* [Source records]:
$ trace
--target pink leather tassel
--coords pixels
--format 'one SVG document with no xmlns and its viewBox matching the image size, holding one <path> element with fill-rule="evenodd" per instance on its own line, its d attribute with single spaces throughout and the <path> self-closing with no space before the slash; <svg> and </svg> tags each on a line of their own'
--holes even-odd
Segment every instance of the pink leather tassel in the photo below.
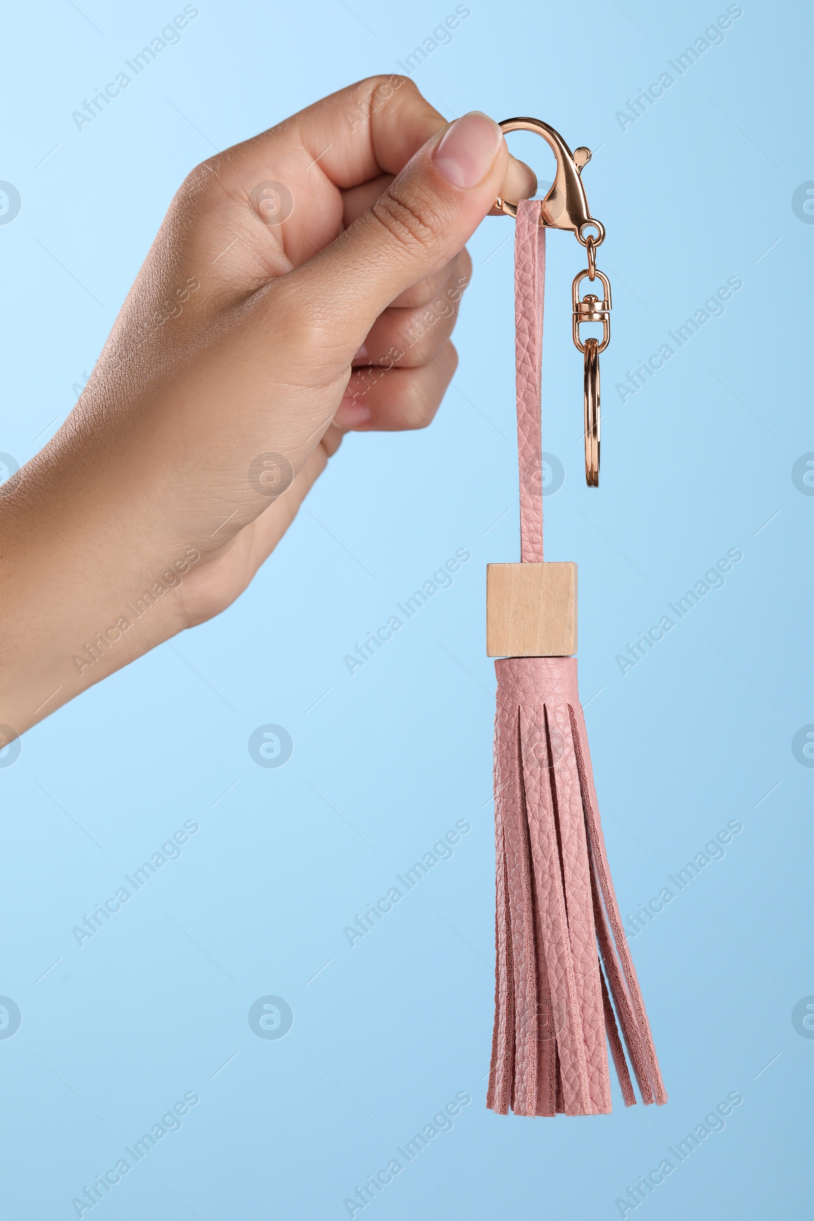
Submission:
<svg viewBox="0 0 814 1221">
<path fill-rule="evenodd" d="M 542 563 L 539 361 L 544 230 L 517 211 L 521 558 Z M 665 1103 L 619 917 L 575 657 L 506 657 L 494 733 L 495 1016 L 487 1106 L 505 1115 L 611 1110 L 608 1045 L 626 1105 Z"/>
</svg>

...

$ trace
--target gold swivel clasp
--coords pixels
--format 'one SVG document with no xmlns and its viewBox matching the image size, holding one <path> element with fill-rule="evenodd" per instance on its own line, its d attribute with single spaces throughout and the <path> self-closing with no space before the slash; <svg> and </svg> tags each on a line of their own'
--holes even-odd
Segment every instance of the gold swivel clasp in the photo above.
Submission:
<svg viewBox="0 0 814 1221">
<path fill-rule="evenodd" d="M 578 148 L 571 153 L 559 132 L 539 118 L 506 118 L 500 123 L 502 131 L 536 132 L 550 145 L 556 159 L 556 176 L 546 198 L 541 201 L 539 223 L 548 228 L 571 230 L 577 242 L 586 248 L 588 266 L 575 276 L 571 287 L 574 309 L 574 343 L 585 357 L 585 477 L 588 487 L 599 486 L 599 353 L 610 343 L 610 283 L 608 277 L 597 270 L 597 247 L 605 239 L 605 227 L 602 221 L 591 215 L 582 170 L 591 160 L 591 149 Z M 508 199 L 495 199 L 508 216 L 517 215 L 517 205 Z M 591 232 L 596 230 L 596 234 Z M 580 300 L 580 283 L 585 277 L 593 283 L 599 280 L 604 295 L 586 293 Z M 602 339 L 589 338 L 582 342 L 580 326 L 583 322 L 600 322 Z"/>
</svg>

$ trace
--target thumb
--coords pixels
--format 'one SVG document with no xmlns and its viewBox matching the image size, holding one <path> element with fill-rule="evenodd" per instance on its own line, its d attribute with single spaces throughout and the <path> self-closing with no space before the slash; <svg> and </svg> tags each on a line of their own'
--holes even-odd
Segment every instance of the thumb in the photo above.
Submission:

* [YOUR TASK]: List every line of the records that contains the string "photo", treating uppercase and lowercase as different.

* [RESPONSE]:
Segment every instance of the pink leather tassel in the photo below.
Segment every instance of the gold swivel clasp in the photo above.
Segment every instance of the thumb in the photo above.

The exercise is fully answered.